Would you repeat all the lines below, exactly as they stand?

----------

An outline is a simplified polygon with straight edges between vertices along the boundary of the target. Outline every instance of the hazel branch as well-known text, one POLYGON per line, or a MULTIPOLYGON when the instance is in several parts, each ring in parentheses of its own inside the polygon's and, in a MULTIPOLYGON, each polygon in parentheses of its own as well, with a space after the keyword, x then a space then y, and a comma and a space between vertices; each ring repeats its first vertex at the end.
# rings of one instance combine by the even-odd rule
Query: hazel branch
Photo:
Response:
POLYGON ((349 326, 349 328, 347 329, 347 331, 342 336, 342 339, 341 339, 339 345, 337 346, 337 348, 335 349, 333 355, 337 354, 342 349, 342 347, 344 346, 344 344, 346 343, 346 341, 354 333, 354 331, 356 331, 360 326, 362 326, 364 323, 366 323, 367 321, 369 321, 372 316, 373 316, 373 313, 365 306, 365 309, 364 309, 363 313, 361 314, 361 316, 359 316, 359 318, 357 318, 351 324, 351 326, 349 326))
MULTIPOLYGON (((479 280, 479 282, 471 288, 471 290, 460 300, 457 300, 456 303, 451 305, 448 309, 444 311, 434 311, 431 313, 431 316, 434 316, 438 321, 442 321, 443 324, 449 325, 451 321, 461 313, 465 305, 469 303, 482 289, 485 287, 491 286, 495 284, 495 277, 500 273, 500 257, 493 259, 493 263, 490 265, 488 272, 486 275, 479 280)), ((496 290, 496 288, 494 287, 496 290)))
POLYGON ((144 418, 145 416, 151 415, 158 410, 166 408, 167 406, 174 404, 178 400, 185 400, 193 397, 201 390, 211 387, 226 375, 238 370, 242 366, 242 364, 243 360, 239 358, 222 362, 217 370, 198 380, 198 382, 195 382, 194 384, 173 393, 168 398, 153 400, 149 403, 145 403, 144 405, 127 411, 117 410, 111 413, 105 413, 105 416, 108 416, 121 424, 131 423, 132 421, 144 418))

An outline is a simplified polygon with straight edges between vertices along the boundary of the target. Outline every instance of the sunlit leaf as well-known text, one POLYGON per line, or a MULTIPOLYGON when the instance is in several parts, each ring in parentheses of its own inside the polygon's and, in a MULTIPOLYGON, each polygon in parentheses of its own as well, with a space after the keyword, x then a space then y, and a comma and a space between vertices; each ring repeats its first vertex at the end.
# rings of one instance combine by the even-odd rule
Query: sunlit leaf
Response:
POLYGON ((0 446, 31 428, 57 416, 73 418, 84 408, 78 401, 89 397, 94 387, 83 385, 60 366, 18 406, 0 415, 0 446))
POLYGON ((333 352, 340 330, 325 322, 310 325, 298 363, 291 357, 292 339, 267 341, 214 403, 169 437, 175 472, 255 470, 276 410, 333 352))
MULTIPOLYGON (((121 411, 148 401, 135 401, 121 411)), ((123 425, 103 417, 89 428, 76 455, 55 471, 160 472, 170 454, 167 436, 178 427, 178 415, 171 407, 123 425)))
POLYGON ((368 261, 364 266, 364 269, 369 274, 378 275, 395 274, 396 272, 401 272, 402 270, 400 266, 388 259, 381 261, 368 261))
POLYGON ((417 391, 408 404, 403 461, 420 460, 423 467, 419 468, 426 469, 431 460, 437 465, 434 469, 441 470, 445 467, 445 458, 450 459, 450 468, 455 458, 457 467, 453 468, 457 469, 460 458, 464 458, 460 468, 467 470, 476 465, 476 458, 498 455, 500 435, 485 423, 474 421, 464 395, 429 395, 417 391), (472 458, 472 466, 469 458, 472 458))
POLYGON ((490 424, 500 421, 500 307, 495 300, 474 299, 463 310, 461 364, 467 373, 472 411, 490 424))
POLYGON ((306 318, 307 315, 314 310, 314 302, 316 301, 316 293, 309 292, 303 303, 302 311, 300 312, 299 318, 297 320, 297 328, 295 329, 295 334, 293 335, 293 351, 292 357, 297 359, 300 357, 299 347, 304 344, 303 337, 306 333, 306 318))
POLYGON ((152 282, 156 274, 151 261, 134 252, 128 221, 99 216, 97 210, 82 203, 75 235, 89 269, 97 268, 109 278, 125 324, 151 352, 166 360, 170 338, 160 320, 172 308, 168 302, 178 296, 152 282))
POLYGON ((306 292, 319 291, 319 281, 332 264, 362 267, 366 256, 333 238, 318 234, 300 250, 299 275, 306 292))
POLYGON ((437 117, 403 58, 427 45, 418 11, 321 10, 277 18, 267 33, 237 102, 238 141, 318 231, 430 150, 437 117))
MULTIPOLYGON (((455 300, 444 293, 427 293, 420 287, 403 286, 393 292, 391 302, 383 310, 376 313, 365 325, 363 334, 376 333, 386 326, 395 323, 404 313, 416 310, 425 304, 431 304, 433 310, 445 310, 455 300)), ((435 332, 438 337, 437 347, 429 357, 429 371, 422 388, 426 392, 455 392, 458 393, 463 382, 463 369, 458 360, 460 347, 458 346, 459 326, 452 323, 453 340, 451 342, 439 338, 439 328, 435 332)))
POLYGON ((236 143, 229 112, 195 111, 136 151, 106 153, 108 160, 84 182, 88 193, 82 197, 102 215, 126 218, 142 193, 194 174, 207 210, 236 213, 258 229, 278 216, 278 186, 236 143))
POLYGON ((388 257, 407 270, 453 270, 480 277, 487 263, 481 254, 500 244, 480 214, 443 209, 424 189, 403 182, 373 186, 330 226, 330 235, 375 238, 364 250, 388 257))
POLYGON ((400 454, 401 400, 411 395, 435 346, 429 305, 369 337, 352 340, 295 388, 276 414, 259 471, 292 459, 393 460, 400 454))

----------

**RESPONSE BOX**
An outline is a simplified polygon with straight edges between vertices along the boundary of the target. Outline every instance of the hazel branch as well-known text, one POLYGON per line, or a MULTIPOLYGON when the instance is in several parts, each ring in parentheses of its own inside the polygon's and, in a MULTIPOLYGON, each polygon in parentheses of its own as well, with a space after the keyword, x then a space then y, and a comma and a space between vertices; each ring repeats its first vertex at the end.
# rings of one instance combine by the even-odd rule
Query: hazel branch
Photo:
Response:
POLYGON ((349 326, 349 328, 347 329, 347 331, 342 336, 342 339, 341 339, 339 345, 337 346, 337 348, 335 349, 333 355, 337 354, 342 349, 342 347, 344 346, 344 344, 346 343, 346 341, 354 333, 354 331, 356 331, 360 326, 362 326, 364 323, 366 323, 367 321, 369 321, 372 316, 373 316, 373 313, 365 306, 365 309, 364 309, 363 313, 361 314, 361 316, 359 316, 359 318, 357 318, 351 324, 351 326, 349 326))
MULTIPOLYGON (((479 280, 479 282, 471 288, 471 290, 460 300, 457 300, 456 303, 451 305, 448 309, 444 311, 434 311, 431 313, 431 316, 434 316, 438 321, 442 321, 443 324, 449 325, 451 321, 461 313, 465 305, 469 303, 482 289, 485 287, 491 286, 495 284, 495 277, 500 273, 500 257, 493 259, 493 263, 490 265, 488 272, 486 275, 479 280)), ((496 290, 496 288, 494 287, 496 290)))
POLYGON ((144 418, 145 416, 151 415, 158 410, 166 408, 167 406, 174 404, 178 400, 185 400, 193 397, 201 390, 211 387, 226 375, 238 370, 242 366, 242 364, 243 360, 239 358, 222 362, 217 370, 198 380, 198 382, 195 382, 194 384, 173 393, 168 398, 153 400, 149 403, 145 403, 144 405, 127 411, 117 410, 111 413, 105 413, 105 416, 108 416, 121 424, 131 423, 132 421, 144 418))

An outline is a simplified polygon with straight edges between vertices along the boundary of the target. Outline every instance of the sunlit leaf as well-known text, one POLYGON per line, or a MULTIPOLYGON when the instance is in several parts, each ring in parentheses of its own inside the polygon's and, in a MULTIPOLYGON, each polygon in parentheses of its own as well, with a space after the keyword, x then a space then y, and a comma and a space between vertices; each ring repeats its first vertex at the end.
# rings of one instance combine by the even-odd rule
Query: sunlit leaf
Response:
POLYGON ((0 446, 31 428, 57 416, 73 418, 84 408, 78 401, 89 397, 94 387, 83 385, 60 366, 18 406, 0 415, 0 446))
POLYGON ((333 352, 340 330, 325 322, 310 325, 298 363, 291 357, 292 339, 267 341, 214 403, 169 437, 175 472, 255 470, 276 410, 333 352))
MULTIPOLYGON (((121 411, 148 401, 135 401, 121 411)), ((123 425, 103 417, 89 428, 76 455, 55 471, 160 472, 170 454, 167 436, 178 427, 178 415, 171 407, 123 425)))
POLYGON ((368 261, 364 266, 364 269, 369 274, 378 275, 395 274, 396 272, 401 272, 402 270, 400 266, 388 259, 381 261, 368 261))
POLYGON ((417 391, 408 404, 403 461, 420 460, 423 467, 419 468, 426 469, 431 460, 437 465, 434 469, 441 470, 445 467, 445 458, 450 459, 450 468, 455 458, 457 467, 453 468, 457 469, 460 458, 464 458, 460 468, 467 470, 476 465, 476 458, 498 455, 500 435, 485 423, 474 421, 464 395, 429 395, 417 391), (472 458, 472 466, 469 458, 472 458))
POLYGON ((490 424, 500 421, 500 307, 495 300, 474 299, 463 310, 461 364, 467 373, 472 411, 490 424))
POLYGON ((306 318, 307 315, 314 310, 314 302, 316 301, 316 293, 309 292, 303 303, 302 311, 300 312, 299 318, 297 320, 297 328, 295 329, 295 334, 293 335, 293 351, 292 357, 297 359, 300 357, 299 347, 304 344, 303 337, 306 333, 306 318))
POLYGON ((152 282, 156 274, 151 261, 134 252, 128 221, 99 216, 97 210, 82 203, 75 235, 89 269, 97 268, 109 278, 125 324, 151 352, 166 360, 170 338, 160 320, 172 308, 168 302, 178 296, 152 282))
POLYGON ((306 292, 319 291, 319 281, 332 264, 362 267, 366 256, 333 238, 318 234, 300 250, 299 275, 306 292))
POLYGON ((437 117, 403 58, 427 45, 418 11, 321 10, 277 18, 267 33, 237 102, 238 141, 318 231, 430 150, 437 117))
MULTIPOLYGON (((455 300, 444 293, 427 293, 420 287, 403 286, 393 292, 391 302, 383 310, 376 313, 365 325, 363 334, 376 333, 386 326, 395 323, 404 313, 416 310, 425 304, 431 304, 433 310, 445 310, 455 300)), ((435 332, 438 337, 437 347, 429 357, 429 371, 422 388, 426 392, 455 392, 458 393, 463 382, 463 369, 458 360, 460 347, 458 346, 459 326, 452 323, 453 340, 451 342, 439 338, 439 328, 435 332)))
POLYGON ((236 143, 229 112, 195 111, 136 151, 106 153, 108 160, 84 182, 88 193, 82 197, 102 215, 126 218, 142 193, 194 174, 207 210, 236 213, 258 229, 278 216, 278 186, 236 143))
POLYGON ((388 257, 407 270, 453 270, 480 277, 487 263, 481 254, 500 244, 480 214, 443 209, 424 189, 403 182, 373 186, 330 226, 330 235, 375 238, 364 250, 388 257))
POLYGON ((400 454, 401 400, 411 395, 435 346, 429 305, 369 337, 352 340, 295 388, 276 414, 259 471, 292 459, 393 460, 400 454))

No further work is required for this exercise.